** Work to be completed **
Starting at the first line below and ending at the line containing "386, 640, 427]]", write out every line in full, adding 48 to each bounding box coordinate in the answers. Leave all other text unchanged, including the sample coordinates in the wording.

* START Data lines *

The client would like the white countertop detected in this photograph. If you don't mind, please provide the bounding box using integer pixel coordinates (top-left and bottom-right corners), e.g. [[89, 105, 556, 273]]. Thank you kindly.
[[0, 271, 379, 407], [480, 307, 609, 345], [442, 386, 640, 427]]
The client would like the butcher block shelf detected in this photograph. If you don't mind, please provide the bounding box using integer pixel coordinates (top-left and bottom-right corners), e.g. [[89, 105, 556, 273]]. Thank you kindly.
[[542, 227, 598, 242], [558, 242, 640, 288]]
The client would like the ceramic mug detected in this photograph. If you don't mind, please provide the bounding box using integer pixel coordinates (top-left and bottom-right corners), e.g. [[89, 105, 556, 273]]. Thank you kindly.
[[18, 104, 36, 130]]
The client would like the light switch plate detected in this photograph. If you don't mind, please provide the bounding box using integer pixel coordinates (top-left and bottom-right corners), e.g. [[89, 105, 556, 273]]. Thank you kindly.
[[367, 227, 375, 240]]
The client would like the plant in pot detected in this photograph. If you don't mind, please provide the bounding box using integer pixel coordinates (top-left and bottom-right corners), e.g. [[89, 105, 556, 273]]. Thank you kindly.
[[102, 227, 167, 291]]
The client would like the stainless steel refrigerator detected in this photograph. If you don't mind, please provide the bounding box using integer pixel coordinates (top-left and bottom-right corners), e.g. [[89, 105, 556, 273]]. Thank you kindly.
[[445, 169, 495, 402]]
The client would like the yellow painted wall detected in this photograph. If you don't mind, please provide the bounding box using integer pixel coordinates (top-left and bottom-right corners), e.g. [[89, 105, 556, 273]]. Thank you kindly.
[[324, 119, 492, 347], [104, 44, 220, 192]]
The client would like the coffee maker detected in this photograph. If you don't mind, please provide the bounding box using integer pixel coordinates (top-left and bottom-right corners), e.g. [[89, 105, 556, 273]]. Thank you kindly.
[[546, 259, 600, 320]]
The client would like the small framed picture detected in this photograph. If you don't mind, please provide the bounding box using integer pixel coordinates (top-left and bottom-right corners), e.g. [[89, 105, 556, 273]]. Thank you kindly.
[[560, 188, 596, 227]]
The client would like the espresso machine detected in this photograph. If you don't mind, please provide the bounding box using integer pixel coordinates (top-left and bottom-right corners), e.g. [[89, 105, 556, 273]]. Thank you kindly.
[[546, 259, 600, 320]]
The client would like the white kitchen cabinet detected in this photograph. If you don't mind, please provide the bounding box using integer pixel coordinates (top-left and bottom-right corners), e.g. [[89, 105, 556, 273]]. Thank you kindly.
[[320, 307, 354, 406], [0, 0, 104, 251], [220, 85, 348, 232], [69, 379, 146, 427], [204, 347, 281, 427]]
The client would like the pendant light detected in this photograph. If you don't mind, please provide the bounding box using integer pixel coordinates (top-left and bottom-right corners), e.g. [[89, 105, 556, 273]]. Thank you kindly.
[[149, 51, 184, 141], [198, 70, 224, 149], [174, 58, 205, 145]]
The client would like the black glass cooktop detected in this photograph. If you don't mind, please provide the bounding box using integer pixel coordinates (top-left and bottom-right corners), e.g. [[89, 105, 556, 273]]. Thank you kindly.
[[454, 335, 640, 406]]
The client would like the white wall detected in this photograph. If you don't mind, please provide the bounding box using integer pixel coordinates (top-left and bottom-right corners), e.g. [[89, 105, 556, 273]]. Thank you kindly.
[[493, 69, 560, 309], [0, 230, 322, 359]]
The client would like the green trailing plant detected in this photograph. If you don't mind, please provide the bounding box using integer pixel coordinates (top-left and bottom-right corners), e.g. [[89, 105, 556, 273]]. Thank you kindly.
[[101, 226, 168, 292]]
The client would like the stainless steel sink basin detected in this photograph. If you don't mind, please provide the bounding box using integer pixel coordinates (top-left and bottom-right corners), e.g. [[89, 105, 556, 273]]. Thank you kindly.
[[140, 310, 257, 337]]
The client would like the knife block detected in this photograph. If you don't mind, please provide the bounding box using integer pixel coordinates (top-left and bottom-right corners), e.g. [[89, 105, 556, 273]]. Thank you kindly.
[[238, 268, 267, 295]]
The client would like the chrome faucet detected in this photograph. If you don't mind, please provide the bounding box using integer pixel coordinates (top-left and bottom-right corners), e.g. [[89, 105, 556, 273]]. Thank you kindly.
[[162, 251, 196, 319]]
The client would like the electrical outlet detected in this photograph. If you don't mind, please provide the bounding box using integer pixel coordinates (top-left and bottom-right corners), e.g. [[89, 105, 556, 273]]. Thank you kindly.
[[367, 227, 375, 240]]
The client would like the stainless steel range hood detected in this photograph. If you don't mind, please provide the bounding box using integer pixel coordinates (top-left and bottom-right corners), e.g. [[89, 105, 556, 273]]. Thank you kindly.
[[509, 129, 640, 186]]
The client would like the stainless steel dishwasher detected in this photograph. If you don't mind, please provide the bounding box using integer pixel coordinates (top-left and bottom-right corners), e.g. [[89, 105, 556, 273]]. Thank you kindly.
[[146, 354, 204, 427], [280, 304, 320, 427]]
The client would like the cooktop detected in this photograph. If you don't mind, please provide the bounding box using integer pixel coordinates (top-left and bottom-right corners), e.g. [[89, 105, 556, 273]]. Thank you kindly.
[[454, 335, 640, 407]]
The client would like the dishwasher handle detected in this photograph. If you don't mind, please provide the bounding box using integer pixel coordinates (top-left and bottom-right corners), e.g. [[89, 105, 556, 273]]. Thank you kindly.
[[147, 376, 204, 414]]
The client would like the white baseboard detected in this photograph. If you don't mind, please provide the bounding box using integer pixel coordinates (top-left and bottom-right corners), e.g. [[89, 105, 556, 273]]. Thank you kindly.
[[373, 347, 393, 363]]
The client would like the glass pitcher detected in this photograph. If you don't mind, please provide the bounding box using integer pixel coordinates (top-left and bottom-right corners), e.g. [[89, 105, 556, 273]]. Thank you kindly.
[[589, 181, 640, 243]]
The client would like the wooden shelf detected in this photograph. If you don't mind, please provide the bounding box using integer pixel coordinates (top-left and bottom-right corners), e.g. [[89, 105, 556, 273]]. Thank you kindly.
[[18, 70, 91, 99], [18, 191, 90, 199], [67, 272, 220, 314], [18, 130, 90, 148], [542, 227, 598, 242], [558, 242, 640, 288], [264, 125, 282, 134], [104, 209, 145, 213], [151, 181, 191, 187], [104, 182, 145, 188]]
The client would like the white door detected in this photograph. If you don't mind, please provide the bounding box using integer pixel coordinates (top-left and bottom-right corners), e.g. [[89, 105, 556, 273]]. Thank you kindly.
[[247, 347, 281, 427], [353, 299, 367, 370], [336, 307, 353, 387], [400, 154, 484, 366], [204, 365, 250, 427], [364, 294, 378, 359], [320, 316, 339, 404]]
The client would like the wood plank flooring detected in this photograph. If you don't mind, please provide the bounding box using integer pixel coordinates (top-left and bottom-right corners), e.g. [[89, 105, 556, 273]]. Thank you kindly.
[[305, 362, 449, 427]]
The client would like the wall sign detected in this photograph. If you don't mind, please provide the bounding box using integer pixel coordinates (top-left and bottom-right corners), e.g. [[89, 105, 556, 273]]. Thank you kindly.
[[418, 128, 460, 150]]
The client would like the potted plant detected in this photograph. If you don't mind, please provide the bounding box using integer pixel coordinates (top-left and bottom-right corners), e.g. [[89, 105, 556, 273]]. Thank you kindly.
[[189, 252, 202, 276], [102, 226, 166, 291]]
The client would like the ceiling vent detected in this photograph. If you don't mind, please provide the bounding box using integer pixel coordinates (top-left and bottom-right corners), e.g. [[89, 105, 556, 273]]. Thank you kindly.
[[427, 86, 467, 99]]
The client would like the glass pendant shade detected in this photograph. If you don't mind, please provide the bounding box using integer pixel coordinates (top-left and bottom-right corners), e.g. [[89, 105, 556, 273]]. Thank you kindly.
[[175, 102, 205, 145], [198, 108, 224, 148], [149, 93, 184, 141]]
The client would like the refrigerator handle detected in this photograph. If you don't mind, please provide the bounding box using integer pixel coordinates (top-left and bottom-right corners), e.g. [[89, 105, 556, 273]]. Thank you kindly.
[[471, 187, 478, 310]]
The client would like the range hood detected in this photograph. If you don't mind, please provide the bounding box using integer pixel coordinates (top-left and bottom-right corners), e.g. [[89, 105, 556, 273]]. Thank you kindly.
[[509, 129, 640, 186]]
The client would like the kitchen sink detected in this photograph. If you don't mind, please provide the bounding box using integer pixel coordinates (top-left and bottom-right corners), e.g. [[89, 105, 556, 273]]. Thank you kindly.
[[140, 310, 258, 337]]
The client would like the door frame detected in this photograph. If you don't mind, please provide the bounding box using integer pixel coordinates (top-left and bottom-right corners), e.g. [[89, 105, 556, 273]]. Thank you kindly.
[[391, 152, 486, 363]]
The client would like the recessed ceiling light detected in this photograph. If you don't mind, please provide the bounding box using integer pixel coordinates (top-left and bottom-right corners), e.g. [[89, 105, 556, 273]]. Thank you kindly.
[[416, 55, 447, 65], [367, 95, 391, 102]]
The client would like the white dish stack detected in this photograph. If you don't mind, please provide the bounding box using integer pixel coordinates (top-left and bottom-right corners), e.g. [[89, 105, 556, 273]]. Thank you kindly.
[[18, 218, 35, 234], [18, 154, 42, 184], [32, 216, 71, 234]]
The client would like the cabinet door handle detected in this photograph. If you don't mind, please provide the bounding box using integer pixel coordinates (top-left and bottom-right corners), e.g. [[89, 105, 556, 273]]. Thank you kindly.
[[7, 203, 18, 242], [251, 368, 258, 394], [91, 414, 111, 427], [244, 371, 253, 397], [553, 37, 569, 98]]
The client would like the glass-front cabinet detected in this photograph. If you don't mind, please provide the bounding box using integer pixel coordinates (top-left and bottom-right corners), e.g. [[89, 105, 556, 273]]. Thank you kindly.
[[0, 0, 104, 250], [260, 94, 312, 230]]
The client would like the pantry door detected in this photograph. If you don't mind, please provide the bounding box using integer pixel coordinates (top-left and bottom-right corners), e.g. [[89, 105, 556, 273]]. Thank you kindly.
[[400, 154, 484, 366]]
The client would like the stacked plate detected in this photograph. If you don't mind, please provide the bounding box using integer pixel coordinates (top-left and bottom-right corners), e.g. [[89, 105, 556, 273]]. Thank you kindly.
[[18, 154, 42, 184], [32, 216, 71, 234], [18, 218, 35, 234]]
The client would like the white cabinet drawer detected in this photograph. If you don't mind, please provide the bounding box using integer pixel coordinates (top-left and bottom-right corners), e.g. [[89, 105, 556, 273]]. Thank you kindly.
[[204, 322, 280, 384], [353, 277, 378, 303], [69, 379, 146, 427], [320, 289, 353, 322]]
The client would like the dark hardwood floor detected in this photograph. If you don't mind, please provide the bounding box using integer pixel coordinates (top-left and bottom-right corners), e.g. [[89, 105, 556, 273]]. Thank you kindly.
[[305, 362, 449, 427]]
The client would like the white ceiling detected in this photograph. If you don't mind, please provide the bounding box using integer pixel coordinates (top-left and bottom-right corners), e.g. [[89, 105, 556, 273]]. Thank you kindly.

* END Data lines *

** Worked answer **
The client would like the white countertop detected in this photograph. If you don't mind, please provide the bounding box using integer pixel coordinates (top-left and bottom-right corners), e.g. [[89, 105, 556, 273]]. Thank you kindly.
[[48, 319, 427, 455], [528, 355, 657, 393], [490, 434, 688, 475]]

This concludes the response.